- THE PROBLEM -
Could you filter the records below and return each line that holds "pink"?

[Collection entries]
════════

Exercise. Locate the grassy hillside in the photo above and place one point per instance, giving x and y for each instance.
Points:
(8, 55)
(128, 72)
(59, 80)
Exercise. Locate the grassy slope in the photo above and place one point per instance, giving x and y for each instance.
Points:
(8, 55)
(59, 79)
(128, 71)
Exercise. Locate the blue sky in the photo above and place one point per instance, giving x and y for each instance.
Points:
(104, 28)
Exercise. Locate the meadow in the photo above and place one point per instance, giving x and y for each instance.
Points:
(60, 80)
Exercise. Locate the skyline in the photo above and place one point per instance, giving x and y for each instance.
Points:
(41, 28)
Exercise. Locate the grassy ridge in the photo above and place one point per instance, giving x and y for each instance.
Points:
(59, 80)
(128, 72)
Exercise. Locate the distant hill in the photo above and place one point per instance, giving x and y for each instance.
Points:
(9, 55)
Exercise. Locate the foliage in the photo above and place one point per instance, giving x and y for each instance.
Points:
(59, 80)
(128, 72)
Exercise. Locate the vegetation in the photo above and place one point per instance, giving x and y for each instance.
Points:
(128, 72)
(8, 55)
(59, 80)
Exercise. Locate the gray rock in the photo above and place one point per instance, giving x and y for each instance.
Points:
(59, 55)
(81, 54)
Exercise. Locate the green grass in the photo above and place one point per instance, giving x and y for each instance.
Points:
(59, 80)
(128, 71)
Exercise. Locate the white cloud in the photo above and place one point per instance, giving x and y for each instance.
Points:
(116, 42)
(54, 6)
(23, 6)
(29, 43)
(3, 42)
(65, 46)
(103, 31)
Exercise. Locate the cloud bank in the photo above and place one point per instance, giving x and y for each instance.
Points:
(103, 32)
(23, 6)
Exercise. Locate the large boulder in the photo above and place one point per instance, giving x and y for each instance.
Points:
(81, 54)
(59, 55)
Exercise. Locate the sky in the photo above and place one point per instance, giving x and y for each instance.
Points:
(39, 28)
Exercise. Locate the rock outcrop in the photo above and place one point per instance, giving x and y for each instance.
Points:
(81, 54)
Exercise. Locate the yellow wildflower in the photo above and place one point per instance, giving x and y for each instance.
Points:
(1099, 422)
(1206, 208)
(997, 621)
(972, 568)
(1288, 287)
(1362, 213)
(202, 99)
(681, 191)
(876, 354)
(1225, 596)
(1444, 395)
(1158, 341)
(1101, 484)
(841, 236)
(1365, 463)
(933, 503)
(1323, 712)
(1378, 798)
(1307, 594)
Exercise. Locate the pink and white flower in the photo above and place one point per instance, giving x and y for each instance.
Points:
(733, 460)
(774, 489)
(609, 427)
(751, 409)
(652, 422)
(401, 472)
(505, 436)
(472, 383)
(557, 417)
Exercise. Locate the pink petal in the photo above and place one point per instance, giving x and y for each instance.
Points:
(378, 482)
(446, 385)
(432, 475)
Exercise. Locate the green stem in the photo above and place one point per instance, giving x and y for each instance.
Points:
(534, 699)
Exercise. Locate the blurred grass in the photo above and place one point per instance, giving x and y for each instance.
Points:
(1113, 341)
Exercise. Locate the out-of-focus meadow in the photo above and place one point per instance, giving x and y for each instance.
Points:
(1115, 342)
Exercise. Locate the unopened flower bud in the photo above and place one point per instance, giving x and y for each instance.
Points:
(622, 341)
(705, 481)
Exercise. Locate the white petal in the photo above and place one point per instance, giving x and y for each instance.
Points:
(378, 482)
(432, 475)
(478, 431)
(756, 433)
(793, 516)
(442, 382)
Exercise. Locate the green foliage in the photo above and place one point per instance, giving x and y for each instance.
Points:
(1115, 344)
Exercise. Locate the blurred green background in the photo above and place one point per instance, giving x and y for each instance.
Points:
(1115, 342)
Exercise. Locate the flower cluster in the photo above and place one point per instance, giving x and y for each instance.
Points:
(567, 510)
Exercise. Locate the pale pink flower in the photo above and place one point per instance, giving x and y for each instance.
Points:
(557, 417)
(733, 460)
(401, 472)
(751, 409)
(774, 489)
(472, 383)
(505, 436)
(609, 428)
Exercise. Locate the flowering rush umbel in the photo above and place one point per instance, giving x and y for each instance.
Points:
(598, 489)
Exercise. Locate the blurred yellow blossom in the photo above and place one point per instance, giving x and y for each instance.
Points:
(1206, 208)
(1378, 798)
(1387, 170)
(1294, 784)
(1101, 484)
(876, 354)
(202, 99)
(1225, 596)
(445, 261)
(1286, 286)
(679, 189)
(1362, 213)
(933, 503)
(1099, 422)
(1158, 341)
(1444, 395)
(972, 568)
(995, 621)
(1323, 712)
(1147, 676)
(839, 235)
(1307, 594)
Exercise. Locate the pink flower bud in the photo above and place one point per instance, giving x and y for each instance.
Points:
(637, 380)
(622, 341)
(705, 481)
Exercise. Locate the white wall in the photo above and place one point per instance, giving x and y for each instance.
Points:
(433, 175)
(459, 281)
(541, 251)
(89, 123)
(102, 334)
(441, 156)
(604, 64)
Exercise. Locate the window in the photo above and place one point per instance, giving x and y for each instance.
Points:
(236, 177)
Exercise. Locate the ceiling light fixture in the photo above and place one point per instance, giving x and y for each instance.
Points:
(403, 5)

════════

- ANSWER FOR THE TASK -
Exercise. Locate the pink and white flower in the photo above and place one point per instance, giving x and y for each instance.
Exercise. Locate the pink petal in the photo above and place one point per instance, giving x and y for each instance.
Exercise. Locate the pale pink flower in the photo above and place one point per instance, giving x and y for each instance.
Exercise. Locate the pink flower bud in the photo above and place one point per instance, giving x and y for each instance.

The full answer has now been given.